# Text segment
──────────

I have had a LOT of tests done recently, which let’s say has not bode well for my attendance at my medical lectures. I have recently recieved a letter informing me the need to “discuss” my recent bone densitometry result, which no doubt means it is lower than expected. But this was the test I was least worried about. Sure, if my T-score is low I’m probably gonna be shattering bones all over the place when I’m fifty+, but I’ve got enough to worry about now, let alone things I may well not live long enough to worry about. I do sometimes do the whole “but in twenty year…” worrying, but I have to be brutaly honest with myself. I may well not make it that far, so no use in worrying about it!

I’m already taking Adcal-D3 for my bones, a calcium and vitamin D supplement for those who don’t know, to prevent osteoporosis. Long term, high dose steroid use increases my risk, but apparently what they’ve been giving me so far isn’t enough. It also probably doesn’t help that my drug compliance is absolutely tragic. I’m so forgetful, and when you have to take as many drugs as I do at different times and different doses I just forget. I’ve run out of many of them too, but I’m not a hundred percent sure how to use the repeat presciption thing at the health service and until I run out of any of the “vital” meds, I’m going to continue to avoid it. I also know that most of my meds aren’t even on my repeats with the health service as I recieved them from the hopsital consultant, so I’m kinda hoping either the hospital has told them or they’ll just “believe me”.

──────────

# Data

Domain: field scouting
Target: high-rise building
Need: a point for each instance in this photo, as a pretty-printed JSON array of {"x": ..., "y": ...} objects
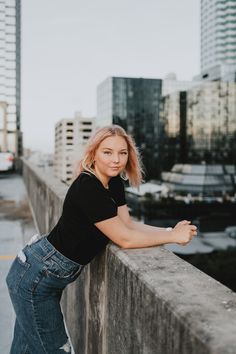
[
  {"x": 199, "y": 125},
  {"x": 10, "y": 77},
  {"x": 218, "y": 39},
  {"x": 134, "y": 103},
  {"x": 71, "y": 135}
]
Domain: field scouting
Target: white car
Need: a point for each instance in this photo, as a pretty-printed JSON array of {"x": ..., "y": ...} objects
[{"x": 6, "y": 161}]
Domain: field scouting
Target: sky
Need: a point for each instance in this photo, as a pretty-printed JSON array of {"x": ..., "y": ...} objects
[{"x": 70, "y": 46}]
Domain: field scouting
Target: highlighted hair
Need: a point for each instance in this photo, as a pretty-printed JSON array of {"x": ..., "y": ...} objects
[{"x": 133, "y": 170}]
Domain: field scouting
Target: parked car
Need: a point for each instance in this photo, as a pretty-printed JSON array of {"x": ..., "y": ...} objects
[{"x": 6, "y": 161}]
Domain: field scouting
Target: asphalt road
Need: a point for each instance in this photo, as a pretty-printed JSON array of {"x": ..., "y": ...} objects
[{"x": 16, "y": 227}]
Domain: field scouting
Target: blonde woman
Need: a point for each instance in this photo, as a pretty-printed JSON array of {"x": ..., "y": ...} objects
[{"x": 94, "y": 212}]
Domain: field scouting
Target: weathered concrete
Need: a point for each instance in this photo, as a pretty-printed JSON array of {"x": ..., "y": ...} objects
[{"x": 138, "y": 301}]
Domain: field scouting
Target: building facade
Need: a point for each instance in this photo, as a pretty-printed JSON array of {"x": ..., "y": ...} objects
[
  {"x": 71, "y": 136},
  {"x": 10, "y": 76},
  {"x": 134, "y": 104},
  {"x": 200, "y": 125}
]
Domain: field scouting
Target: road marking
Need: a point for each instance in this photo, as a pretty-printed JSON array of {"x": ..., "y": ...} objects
[{"x": 7, "y": 257}]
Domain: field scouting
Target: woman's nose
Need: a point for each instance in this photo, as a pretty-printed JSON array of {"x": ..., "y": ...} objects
[{"x": 116, "y": 158}]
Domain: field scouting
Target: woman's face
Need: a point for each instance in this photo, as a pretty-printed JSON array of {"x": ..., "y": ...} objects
[{"x": 111, "y": 157}]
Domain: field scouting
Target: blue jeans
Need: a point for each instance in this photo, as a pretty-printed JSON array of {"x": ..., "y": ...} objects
[{"x": 35, "y": 281}]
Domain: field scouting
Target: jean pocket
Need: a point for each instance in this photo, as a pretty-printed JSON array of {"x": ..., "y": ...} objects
[
  {"x": 17, "y": 271},
  {"x": 56, "y": 271}
]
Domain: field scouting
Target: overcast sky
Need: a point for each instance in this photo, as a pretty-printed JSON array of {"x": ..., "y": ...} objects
[{"x": 70, "y": 46}]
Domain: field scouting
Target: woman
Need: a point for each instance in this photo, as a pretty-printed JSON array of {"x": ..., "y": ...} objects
[{"x": 94, "y": 212}]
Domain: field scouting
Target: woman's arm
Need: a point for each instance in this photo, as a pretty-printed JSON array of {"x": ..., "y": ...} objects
[
  {"x": 123, "y": 213},
  {"x": 121, "y": 231}
]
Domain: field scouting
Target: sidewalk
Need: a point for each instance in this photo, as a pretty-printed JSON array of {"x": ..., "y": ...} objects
[{"x": 16, "y": 227}]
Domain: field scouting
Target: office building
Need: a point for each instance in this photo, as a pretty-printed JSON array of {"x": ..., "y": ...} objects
[
  {"x": 199, "y": 125},
  {"x": 218, "y": 44},
  {"x": 71, "y": 136},
  {"x": 173, "y": 117},
  {"x": 201, "y": 179},
  {"x": 10, "y": 78},
  {"x": 134, "y": 104}
]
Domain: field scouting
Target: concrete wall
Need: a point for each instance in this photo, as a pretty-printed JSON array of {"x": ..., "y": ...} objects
[{"x": 137, "y": 301}]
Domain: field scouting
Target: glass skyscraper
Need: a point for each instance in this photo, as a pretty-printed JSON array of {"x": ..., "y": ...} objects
[
  {"x": 134, "y": 104},
  {"x": 10, "y": 76},
  {"x": 200, "y": 125}
]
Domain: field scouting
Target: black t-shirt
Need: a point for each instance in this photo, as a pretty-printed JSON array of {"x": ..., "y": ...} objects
[{"x": 86, "y": 202}]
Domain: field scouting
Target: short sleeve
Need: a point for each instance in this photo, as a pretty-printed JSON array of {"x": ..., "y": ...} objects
[
  {"x": 117, "y": 190},
  {"x": 94, "y": 200}
]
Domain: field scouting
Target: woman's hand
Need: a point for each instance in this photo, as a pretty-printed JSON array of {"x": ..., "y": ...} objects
[{"x": 183, "y": 232}]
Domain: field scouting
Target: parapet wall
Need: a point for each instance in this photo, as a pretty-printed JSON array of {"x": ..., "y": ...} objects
[{"x": 140, "y": 301}]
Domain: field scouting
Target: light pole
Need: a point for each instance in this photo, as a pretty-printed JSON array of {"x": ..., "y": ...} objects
[{"x": 4, "y": 105}]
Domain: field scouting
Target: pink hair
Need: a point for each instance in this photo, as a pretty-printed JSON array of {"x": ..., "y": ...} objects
[{"x": 133, "y": 170}]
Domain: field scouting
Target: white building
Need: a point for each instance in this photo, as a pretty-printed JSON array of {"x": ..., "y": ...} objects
[
  {"x": 71, "y": 135},
  {"x": 10, "y": 60},
  {"x": 218, "y": 33}
]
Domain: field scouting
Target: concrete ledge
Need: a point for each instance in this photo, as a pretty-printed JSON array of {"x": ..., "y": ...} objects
[{"x": 138, "y": 301}]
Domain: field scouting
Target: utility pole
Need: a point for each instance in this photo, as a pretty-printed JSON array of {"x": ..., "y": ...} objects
[{"x": 3, "y": 129}]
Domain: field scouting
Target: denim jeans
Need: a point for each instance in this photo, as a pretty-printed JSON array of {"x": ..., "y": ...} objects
[{"x": 35, "y": 281}]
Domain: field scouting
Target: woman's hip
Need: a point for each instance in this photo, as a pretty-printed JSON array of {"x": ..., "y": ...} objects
[{"x": 40, "y": 270}]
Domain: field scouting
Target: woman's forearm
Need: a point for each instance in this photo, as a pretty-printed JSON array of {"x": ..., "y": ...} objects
[{"x": 137, "y": 225}]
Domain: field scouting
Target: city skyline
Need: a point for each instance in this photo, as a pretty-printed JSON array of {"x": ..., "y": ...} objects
[{"x": 67, "y": 51}]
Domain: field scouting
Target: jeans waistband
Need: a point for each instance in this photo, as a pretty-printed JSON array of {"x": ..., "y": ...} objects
[{"x": 44, "y": 250}]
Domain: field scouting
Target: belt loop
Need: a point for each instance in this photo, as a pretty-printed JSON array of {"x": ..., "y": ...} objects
[{"x": 48, "y": 255}]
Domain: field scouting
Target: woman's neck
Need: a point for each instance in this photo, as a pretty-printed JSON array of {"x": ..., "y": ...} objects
[{"x": 103, "y": 179}]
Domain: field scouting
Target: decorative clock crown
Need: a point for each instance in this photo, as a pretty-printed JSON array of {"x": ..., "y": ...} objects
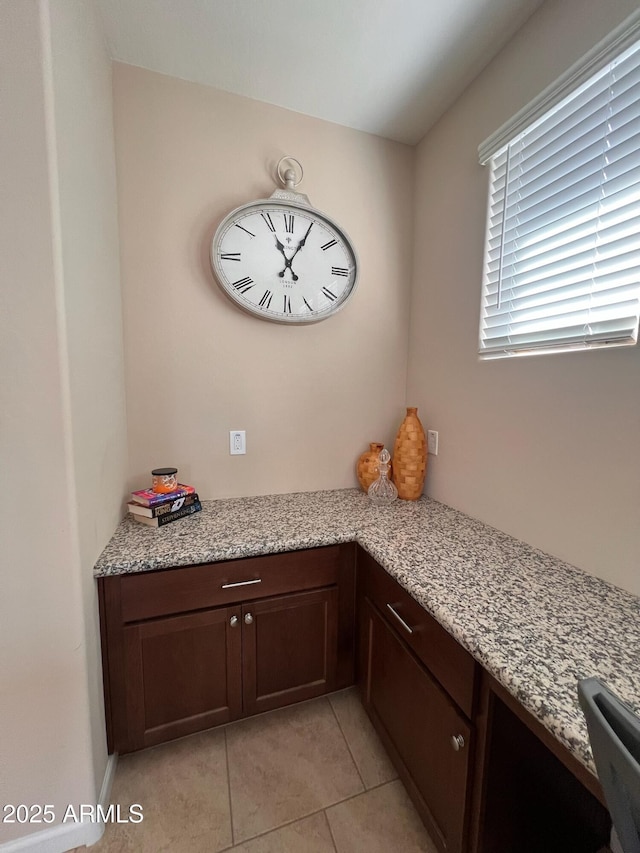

──────────

# Instructions to follow
Decide whether each statement agrees with the post about bone health, answering yes or no and quoting the words from the post that settle it.
1. The writer already takes a calcium and vitamin D supplement.
2. The bone densitometry test was the one the writer worried about most.
3. All of the writer's medications are on the health service repeats.
Rely only on the post about bone health, not on the entries.

# Completed task
1. Yes: "I’m already taking Adcal-D3 for my bones, a calcium and vitamin D supplement"
2. No: "But this was the test I was least worried about."
3. No: "I also know that most of my meds aren’t even on my repeats with the health service"